-- RAW RECORDS start --

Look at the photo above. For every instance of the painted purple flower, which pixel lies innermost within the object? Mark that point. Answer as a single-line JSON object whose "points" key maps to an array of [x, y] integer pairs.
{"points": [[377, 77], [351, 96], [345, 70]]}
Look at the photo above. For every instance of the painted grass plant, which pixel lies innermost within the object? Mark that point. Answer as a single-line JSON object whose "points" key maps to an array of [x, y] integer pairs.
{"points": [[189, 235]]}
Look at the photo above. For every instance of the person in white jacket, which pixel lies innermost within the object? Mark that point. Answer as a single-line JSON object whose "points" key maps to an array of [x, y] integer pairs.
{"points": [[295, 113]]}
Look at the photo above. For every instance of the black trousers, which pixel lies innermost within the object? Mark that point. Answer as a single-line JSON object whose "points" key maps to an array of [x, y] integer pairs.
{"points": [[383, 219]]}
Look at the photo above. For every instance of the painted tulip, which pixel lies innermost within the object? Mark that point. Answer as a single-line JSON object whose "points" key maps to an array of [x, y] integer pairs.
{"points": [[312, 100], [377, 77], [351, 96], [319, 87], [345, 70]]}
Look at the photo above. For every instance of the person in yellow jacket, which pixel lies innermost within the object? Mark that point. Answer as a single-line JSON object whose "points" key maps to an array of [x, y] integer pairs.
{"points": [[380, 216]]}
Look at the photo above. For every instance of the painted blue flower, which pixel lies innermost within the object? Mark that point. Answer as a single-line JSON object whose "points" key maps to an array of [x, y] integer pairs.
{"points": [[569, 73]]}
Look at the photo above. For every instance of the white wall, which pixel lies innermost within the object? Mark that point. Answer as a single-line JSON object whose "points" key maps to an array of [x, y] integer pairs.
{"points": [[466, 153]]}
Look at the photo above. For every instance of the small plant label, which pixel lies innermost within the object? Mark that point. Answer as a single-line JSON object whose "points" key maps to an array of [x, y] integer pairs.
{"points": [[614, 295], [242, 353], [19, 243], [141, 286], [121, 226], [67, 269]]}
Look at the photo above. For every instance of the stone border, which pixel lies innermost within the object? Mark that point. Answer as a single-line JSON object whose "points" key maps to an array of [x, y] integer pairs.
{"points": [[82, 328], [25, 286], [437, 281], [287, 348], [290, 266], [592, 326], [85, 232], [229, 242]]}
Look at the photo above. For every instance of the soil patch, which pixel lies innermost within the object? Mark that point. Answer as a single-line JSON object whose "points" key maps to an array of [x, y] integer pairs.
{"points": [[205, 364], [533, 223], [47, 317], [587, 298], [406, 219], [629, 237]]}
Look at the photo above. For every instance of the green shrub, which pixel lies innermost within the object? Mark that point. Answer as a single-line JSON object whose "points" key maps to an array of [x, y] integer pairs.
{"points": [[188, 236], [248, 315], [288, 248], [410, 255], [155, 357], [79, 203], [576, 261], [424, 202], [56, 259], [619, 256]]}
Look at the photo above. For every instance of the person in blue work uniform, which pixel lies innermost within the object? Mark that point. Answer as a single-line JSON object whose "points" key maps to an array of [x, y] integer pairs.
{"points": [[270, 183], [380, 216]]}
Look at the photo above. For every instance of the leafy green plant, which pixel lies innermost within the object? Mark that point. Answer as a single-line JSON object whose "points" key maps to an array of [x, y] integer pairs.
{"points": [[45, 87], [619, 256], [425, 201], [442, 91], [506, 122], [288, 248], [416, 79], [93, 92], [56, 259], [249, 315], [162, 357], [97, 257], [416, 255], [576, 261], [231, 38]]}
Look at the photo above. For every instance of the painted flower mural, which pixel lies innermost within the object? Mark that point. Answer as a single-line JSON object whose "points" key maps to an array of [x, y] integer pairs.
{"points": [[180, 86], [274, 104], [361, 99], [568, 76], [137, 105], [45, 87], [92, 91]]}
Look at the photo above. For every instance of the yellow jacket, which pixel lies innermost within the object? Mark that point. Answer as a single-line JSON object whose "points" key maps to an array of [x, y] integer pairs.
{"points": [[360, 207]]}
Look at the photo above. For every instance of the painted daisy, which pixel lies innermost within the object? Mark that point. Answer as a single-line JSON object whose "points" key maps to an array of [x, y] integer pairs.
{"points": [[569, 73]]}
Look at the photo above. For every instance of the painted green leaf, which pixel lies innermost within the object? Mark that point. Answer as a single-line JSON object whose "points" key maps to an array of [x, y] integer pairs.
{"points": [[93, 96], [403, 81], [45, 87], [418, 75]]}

-- RAW RECORDS end --

*GOAL OF THE EXERCISE*. Repeat the listing in full, keeping every line exactly as it is.

*ANSWER TO THIS EXERCISE*.
Look at the photo above. For every instance of the painted purple flower, which pixel lies innermost within the object? Mark that point. Answer as a single-line JSON object whose "points" key maps to an array of [x, y] integer pairs.
{"points": [[377, 77], [351, 96], [345, 70]]}
Look at the photo above. For every instance of the painted grass plant, which pixel lies innermost within the object? Mark that point. Answer as a single-line JSON object whose "points" key maps to an array of [x, y] integer pairs.
{"points": [[189, 235]]}
Look at the photo above. For every instance of the person in white jacket, which pixel lies innermost within the object? Mark that point. Answer as a single-line JSON object whose "points" key maps to an array of [x, y] integer pairs.
{"points": [[295, 113]]}
Look at the photo above. For every instance of the black trousers, which pixel lies innermost within the object? Mark that point. Answer as a single-line JSON object whose "points" key maps to an array of [x, y] integer pairs.
{"points": [[383, 219]]}
Look at the photo above. For every instance of the painted tulip, which pixel lies innermost within the object? Mark that point. Answer as a single-line JSON object whose "points" key maps to an array of [x, y] integer pairs.
{"points": [[312, 100], [377, 77], [351, 96], [319, 87], [345, 70]]}
Look at the photo above. For every instance of the person in yellow jacket, which pixel lies innermost within the object? Mark that point. Answer as a single-line JSON object whose "points" key maps to an array of [x, y] integer pairs.
{"points": [[380, 216]]}
Look at the photo above. For every instance of the painted blue flower, which pixel lies innermost within the object? Mark that point. Answer as a single-line JSON object whose "points" key maps to an array of [x, y] integer pairs.
{"points": [[569, 73]]}
Look at the photo above. For every instance of the white wall, which pixel lies innermost within the object? Mark that point. Answer as a single-line JSON object whose "points" key maps to an array of [x, y] integer pairs.
{"points": [[466, 153]]}
Look at the photo above. For every instance of the small plant label, which pixel lies innermost within the object? Mark that point. Answer as a single-line JSON object whose "points" key maps to an array of [x, y] integer pairs.
{"points": [[614, 295], [242, 353], [19, 243], [141, 286], [121, 226], [67, 269]]}
Look at the photo above. For every instance of the stone border, which pixel lies innermost within the object? Mark that point. Answer as a single-line JSON object whose "points" key maps to an array of [x, y] integer pairs.
{"points": [[82, 328], [25, 286], [437, 281], [287, 348], [290, 266], [592, 326], [85, 232], [229, 242]]}
Look at the photo above. For every instance of the soil patch, which pixel lies innermost within the object? Mark that point. Answer as a single-line JSON object whose "points" key maps to an array of [x, y] integer pairs.
{"points": [[205, 364], [533, 223], [47, 317], [587, 298], [406, 219], [629, 237]]}
Look at the photo above. For every instance of the green shrub, which pixel lies innermost within the object? Mark that point. Answer as a single-line JSON object whose "points" key maps to an array of [x, y] integer pairs.
{"points": [[188, 236], [248, 315], [288, 248], [410, 255], [155, 357], [79, 203], [576, 261], [424, 202], [56, 259], [619, 256]]}
Look at the photo above. For every instance of the person in blue work uniform, which pixel lies innermost within the object? Mark that point. Answer as a single-line JSON object whose "points" key maps to an array of [x, y] integer pairs.
{"points": [[270, 183], [380, 216]]}
Look at the photo above. For every instance of the leafy green plant, which pixel lies innermost within the object? Mark that point. Answer as a single-line JSON object whose "points" key maps to an array of [x, y] integer pairs.
{"points": [[45, 87], [619, 256], [425, 201], [442, 91], [506, 122], [288, 248], [416, 79], [93, 92], [56, 259], [249, 315], [162, 357], [97, 257], [416, 255], [576, 261], [231, 38]]}
Look at the photo above. For every instance of the painted flower mural, which pixel lies innermost within the object? Mark that point. Answer as a single-line JSON object whose "points" key maps to an array of [x, y] integer pairs.
{"points": [[180, 86], [274, 104], [361, 99], [568, 76], [137, 105], [45, 87], [92, 91]]}
Look at the photo above. For every instance of the yellow jacket, which pixel lies innermost within the object? Mark that point. Answer as a single-line JSON object whose "points" key maps to an array of [x, y] integer pairs.
{"points": [[360, 207]]}
Look at the photo above. For every instance of the painted daisy, which pixel lies innermost within the object? Mark that point. Answer as a single-line JSON object whose "points" key maps to an array of [x, y] integer pairs.
{"points": [[569, 73]]}
Look at the photo above. For every instance of the painted green leaf, which pixel lies innermost within the object? Mark that point. Answer as a single-line JSON object whose "points" key maps to an array of [x, y] integer pairs.
{"points": [[93, 96], [403, 81], [45, 87], [418, 75]]}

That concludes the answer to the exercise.